(Stored data entries)
== == ==

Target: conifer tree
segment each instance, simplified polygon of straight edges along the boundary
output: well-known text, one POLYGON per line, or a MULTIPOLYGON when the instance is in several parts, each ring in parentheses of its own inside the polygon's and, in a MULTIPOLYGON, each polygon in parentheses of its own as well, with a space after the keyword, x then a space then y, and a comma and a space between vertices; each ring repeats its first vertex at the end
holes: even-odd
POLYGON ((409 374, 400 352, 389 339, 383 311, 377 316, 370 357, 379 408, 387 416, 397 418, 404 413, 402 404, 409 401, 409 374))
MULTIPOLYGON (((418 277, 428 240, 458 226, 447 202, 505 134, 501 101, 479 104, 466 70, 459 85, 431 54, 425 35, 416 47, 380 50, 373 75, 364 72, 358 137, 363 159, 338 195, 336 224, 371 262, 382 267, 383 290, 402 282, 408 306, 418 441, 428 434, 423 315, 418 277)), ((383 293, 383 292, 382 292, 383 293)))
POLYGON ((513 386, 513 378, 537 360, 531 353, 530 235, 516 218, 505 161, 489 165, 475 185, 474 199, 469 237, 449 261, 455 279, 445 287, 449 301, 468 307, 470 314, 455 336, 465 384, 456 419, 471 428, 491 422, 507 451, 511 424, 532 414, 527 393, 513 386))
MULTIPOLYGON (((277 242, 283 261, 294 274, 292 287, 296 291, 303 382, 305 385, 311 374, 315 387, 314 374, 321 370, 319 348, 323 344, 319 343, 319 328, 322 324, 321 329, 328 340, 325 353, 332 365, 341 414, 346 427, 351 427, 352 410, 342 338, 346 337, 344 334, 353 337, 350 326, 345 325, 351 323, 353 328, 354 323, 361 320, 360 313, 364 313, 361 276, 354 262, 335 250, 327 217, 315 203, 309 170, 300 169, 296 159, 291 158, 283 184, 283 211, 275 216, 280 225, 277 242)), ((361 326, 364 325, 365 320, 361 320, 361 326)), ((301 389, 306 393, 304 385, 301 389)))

== == ==

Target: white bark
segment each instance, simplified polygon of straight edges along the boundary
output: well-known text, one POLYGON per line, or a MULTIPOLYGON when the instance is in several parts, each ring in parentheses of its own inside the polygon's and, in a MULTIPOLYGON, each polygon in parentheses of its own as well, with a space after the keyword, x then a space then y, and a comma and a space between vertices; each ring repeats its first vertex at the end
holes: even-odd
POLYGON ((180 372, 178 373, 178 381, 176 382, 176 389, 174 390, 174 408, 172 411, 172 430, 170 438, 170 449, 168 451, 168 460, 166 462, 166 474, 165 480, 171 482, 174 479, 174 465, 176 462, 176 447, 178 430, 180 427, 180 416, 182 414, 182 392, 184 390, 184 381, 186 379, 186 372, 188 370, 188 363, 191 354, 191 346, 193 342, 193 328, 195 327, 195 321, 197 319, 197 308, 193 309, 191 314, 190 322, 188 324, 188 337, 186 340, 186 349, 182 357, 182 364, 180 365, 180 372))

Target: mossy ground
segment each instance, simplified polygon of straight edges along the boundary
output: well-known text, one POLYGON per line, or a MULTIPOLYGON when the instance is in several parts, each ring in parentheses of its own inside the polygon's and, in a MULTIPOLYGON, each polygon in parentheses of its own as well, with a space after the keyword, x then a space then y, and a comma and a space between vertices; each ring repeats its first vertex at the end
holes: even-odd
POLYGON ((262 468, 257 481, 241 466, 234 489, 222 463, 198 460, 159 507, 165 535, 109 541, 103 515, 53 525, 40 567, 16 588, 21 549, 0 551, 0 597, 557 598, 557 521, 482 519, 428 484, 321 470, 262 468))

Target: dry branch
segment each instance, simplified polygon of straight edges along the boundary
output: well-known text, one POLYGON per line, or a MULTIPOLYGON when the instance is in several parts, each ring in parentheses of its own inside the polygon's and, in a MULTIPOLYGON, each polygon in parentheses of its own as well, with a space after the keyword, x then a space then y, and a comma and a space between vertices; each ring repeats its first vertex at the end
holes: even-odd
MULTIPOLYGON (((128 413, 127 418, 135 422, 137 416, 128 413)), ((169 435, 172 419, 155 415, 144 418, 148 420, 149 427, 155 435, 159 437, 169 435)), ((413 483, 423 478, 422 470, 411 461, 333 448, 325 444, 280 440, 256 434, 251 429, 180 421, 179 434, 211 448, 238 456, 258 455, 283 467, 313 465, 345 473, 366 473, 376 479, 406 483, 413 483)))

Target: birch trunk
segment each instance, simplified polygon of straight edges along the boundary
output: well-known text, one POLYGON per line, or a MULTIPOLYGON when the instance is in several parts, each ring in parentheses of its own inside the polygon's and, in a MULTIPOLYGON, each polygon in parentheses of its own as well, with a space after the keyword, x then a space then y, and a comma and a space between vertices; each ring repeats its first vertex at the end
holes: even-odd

== == ==

▶ **Task brief**: Rewrite the lines starting with the line that contains "Target: white bark" and going on through the line that contains "POLYGON ((180 372, 178", putting "pale bark" in place of "white bark" and changing nothing else.

▶ **Response to the task**:
Target: pale bark
segment each instance, simplified polygon of straight edges along the boundary
output: well-known text, one POLYGON per line, or a MULTIPOLYGON when the instance is in several parts, each ring in parentheses of its own inside the polygon's and, in a MULTIPOLYGON, each polygon in parentheses of its own as well, with a space after the keyword, x then a space then y, and a comma and a space between vertices; each ring repeats its first vertex at the end
holes: even-odd
POLYGON ((180 372, 178 373, 178 381, 176 382, 176 389, 174 390, 174 408, 172 411, 172 430, 170 438, 170 449, 168 451, 168 460, 166 462, 166 474, 165 480, 171 482, 174 479, 174 465, 176 462, 176 447, 178 430, 180 427, 180 416, 182 414, 182 392, 184 390, 184 381, 186 379, 186 372, 188 370, 188 363, 191 354, 191 346, 193 342, 193 328, 195 327, 195 321, 197 319, 197 308, 193 309, 191 314, 190 322, 188 324, 188 337, 186 340, 186 349, 182 357, 182 364, 180 365, 180 372))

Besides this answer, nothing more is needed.